Extend the text below about Dale's family settling in Manteca, picking up after its final sentence, which ends with Dave Vest helping the ambulance cause.
START Text excerpt
Living in Santa Rosa
they decided to move
to one of three smaller
communities with
Manteca on that list
After Dale got his discharge, the newly married couple moved to Santa Rosa where he had already spotted a location to open a photography studio on Santa Rosa Avenue on the outskirts of town.  It was in a house where they put the studio in the front and lived in the back. “Bud,” their first child, was born 18 months after they were married with the given name of Martin, followed by Patty and Richard. 
“With a G.I Loan we are able to soon get a house in Santa Rosa and Patty was born two years later.  Business was good and I really didn’t realize how good it was,” Dale said later.  “But we wanted to move to a smaller community with smaller schools where I could become a part of the community and raise our children in a safe environment.”
“We chose three areas to consider and visited each including the last, Manteca – that was going to be our new home,” he said.
“We bought a working studio on West Yosemite Avenue in the downtown that was owned by photographer Dan Lowery who also had a small camera shop in his business.  We sold our house in Santa Rosa and moved to Manteca.  We lived in the back of the studio with the kids for a short time and then lived in government housing that was primarily provided for returning veterans. When we came to Manteca it had 3,800 residents and four or five doctors and no hospital,” he recalled.
Dale was concerned that when someone needed an ambulance there was one that came from the County Hospital in French Camp and another from Stockton, noting that they were kept very busy.  Anyone being involved in a horrific traffic accident would often have to wait at the scene for an hour for an ambulance to arrive, he said.
“I joined the Manteca Junior Chamber of Commerce when we came to town and proposed a plan to get an ambulance into town and they named me chairman of an ambulance committee effort.  It took us a year to put the plan together and my friend Dave Vest was instrumental in helping the cause,” he said.
END Text excerpt
START Records supplied
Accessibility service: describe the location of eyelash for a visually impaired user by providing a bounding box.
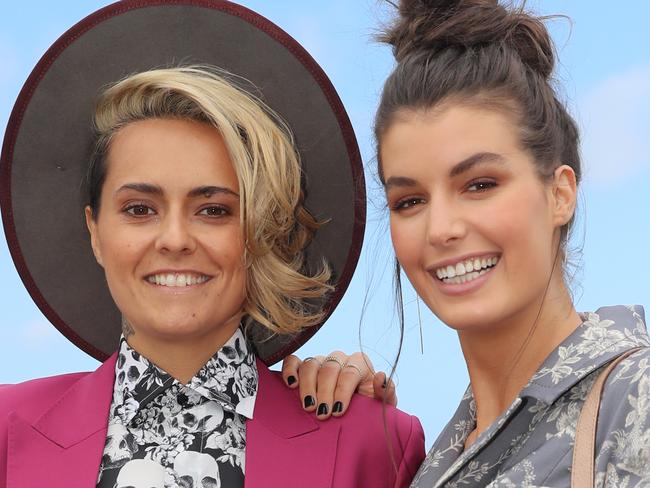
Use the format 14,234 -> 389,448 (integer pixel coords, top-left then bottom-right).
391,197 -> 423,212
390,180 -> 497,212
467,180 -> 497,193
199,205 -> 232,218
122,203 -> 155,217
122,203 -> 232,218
END Records supplied
START Records supplied
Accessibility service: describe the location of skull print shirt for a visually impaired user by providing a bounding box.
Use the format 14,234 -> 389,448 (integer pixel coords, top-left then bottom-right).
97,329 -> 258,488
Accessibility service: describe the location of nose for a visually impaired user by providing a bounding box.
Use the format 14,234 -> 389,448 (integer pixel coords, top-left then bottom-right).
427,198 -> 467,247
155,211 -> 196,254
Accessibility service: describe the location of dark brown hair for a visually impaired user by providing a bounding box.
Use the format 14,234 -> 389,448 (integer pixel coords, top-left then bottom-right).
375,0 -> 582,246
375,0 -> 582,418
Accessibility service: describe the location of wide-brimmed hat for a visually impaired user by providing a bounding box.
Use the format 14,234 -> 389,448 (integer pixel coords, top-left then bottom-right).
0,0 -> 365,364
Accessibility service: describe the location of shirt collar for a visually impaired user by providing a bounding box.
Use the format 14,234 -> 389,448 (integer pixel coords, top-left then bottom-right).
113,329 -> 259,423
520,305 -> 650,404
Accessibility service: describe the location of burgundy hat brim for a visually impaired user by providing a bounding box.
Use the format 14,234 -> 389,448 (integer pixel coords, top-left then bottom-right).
END Records supplied
START Records supplied
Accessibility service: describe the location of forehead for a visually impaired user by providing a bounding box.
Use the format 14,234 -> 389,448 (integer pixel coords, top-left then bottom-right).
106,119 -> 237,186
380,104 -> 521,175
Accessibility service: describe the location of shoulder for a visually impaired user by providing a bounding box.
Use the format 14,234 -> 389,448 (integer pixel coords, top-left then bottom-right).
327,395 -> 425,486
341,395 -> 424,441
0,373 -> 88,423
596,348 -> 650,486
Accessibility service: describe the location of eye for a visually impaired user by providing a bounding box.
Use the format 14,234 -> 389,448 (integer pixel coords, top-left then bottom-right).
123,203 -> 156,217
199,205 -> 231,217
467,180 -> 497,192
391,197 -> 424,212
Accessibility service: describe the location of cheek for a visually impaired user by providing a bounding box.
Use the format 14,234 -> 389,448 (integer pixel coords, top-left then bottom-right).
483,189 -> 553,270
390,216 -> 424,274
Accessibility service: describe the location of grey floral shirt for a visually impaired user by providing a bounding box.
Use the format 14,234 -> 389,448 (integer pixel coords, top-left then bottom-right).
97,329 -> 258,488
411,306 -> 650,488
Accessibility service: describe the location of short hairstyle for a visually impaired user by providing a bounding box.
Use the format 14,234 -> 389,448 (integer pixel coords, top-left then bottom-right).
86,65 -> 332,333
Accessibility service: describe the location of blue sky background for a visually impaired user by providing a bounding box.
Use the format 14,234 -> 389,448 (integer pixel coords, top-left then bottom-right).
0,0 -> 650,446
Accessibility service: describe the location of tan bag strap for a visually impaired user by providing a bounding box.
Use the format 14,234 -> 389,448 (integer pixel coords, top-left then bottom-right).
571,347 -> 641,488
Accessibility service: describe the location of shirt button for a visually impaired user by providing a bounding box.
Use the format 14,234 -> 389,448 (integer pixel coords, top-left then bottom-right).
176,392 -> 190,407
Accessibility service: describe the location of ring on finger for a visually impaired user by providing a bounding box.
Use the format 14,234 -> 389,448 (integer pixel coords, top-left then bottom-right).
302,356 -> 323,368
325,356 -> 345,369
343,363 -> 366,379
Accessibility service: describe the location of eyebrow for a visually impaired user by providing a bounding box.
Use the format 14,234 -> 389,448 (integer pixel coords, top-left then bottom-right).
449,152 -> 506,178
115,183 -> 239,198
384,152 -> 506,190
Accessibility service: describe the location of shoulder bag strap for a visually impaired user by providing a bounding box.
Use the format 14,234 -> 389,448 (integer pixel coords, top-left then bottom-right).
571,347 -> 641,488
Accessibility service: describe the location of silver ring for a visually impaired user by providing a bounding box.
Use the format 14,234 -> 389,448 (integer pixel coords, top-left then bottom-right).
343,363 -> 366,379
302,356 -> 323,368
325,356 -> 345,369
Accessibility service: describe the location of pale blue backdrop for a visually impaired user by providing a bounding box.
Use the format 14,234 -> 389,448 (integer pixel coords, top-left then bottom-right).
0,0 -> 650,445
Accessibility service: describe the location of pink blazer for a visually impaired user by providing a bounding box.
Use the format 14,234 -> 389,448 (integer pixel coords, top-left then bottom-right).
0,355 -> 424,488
END Records supplied
> Result
Family members for
ambulance service
sold for $3 per family
It was determined that the community would buy an ambulance in 1952 and it would be operated by volunteers.  The entire community got together and sold family ambulance memberships for $3 at downtown corner booths that would provide one free ride in the ambulance to a hospital and additional $3 for any ride after that. 
“All we were trying to do was to pay for operating the ambulance – not a penny for labor,” he said.  “Some $3,500 was donated by the citizens of Manteca toward the purchase.  To get the word out we borrowed an ambulance from the Southern California manufacturer and put that ambulance in a Manteca Sportsmen’s Parade with a sign on the back, ‘Yours if You Want it!’”
That program was a success. A year later the community bought their first ambulance, he remembered. It was a converted Chevrolet panel truck set up as an ambulance by the manufacturer who traveled to Manteca to finish the project.
“We had 100 per cent cooperation from the Manteca Bulletin and weekly updates and comments to keep the movement alive and in front of the public,” Dale said.
That was the beginning of Dale’s community involvement that took him to the chairmanship of the Manteca Planning Commission for several years and the planning and construction of the 80-home gated Camellia Gardens on East Yosemite Avenue east of Highway 99.
For nearly 50 years Jonson would capture weddings, family portraits and other celebrations on film through his photography studio that he had moved to the 300 block of East Yosemite Avenue from the first downtown location.
He served on the Manteca District Ambulance Board of Directors for more than 40 years and had a conference room at the ambulance hindquarters named in his honor.  He had also served as the coordinator of the Manteca Community Blood Drive for almost a decade and had taken a hands-on approach to his involvement at St. Paul’s United Methodist Church. He has been in charge of maintenance and building projects at the Manteca Historical Society Museum and had also served on the Manteca Chamber of Commerce board and on other numerous business and cultural boards.
Johnson also has been inducted into the Manteca Hall of Fame.
Not only did Pat support Dale in his community service but she was active as well on her own helping improve Manteca as a member of the Manteca Soroptimists.